— START OF MATERIAL SUPPLIED —
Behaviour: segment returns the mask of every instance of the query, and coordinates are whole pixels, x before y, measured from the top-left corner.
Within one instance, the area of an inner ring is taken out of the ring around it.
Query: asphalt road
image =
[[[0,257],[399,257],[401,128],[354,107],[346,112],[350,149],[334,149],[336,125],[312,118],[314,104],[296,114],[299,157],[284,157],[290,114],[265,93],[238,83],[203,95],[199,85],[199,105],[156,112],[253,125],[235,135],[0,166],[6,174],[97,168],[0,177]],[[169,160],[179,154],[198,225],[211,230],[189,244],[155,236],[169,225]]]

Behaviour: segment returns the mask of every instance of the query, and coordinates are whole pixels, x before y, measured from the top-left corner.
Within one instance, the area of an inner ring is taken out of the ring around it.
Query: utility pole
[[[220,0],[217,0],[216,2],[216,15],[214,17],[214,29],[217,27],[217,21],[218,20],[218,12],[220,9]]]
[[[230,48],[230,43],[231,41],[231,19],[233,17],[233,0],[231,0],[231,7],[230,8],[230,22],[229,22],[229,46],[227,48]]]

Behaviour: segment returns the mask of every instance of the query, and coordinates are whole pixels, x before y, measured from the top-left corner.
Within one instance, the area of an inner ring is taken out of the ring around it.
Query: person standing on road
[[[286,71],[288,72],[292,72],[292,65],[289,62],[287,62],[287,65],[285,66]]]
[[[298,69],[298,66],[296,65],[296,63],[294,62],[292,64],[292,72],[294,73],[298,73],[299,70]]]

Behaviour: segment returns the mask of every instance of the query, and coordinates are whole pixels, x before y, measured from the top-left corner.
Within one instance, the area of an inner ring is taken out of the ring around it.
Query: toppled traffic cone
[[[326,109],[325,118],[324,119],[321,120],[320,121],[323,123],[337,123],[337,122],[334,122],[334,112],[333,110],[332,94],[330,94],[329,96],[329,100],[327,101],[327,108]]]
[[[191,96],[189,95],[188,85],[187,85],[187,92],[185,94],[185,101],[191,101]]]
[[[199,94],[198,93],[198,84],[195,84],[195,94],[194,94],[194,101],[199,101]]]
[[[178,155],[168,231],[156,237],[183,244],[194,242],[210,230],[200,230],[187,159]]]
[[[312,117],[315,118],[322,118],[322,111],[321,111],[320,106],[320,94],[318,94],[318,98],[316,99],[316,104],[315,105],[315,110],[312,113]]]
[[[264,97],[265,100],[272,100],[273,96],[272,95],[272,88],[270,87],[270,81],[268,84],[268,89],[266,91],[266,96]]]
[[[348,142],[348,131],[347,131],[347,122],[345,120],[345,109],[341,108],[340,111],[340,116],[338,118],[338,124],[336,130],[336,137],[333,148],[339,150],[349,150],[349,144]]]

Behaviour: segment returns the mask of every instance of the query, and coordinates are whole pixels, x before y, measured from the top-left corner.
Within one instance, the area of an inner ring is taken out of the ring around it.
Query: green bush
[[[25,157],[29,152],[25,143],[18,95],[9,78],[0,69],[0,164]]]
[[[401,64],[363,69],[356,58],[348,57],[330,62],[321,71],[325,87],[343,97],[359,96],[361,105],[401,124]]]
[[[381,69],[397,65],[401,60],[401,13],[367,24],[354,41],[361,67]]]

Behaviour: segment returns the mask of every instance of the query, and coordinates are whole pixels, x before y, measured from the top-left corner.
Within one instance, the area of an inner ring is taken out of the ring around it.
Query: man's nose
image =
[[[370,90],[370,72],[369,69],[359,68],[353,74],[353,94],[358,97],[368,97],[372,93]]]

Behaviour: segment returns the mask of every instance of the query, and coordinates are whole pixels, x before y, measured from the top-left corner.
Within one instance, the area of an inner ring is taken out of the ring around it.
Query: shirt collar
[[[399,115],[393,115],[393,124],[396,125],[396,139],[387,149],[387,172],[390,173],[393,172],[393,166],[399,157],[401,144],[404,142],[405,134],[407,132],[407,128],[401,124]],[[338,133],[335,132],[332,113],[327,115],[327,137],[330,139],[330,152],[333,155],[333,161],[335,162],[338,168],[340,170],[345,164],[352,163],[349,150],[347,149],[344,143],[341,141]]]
— END OF MATERIAL SUPPLIED —
> [WHAT IS BEING ASKED]: Collect every line of the records that contains the string "road".

> [CORRECT RESULT]:
Query: asphalt road
Query: person standing on road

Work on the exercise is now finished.